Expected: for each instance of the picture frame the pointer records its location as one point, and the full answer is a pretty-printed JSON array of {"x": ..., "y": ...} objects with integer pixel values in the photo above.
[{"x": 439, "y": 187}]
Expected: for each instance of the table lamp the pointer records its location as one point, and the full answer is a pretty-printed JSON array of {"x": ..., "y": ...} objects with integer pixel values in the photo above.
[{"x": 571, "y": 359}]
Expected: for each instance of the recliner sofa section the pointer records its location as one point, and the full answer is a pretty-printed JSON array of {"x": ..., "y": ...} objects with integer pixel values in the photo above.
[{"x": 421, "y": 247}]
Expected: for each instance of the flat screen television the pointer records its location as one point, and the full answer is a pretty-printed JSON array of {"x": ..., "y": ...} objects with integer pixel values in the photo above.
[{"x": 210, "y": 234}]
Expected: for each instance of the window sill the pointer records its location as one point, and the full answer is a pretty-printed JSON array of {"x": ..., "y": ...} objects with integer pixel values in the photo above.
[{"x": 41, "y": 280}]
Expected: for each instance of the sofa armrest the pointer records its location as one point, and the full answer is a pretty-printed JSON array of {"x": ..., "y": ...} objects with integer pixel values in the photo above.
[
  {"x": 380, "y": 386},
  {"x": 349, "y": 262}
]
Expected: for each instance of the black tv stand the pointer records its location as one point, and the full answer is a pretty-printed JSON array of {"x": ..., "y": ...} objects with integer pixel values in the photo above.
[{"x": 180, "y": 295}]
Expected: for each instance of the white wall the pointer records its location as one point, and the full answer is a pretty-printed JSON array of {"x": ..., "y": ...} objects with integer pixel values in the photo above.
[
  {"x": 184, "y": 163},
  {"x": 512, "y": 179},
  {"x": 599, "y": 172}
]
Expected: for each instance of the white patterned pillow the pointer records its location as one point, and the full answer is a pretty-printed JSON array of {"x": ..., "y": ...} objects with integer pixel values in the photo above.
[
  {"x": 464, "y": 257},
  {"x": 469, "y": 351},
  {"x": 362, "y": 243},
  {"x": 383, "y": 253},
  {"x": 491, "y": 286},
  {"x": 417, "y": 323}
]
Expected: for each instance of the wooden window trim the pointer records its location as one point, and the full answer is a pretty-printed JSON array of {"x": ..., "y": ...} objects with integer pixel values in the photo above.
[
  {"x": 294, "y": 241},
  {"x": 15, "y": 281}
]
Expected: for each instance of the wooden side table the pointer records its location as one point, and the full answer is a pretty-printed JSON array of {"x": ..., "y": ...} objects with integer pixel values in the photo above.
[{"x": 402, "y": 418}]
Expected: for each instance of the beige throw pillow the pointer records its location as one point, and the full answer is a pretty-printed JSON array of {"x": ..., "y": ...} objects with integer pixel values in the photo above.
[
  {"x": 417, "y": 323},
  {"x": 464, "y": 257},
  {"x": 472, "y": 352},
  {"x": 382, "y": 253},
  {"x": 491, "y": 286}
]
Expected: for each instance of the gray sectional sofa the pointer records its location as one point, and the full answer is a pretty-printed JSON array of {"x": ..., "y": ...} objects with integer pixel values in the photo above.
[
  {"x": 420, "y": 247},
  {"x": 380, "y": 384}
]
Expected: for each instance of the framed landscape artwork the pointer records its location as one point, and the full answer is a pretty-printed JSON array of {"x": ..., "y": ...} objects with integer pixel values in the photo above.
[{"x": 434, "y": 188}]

****

- [YOUR GOAL]
Only the lines from the one containing "Expected: for each instance of the framed" to the end of the records should be repeated, exactly as they appear.

- [YOUR SOLUTION]
Expected: for each instance of the framed landscape artwork the pointer records its location as one point, and the full answer is a pretty-printed JSON array of {"x": ..., "y": ...} objects with integer pixel values in the photo above.
[{"x": 434, "y": 188}]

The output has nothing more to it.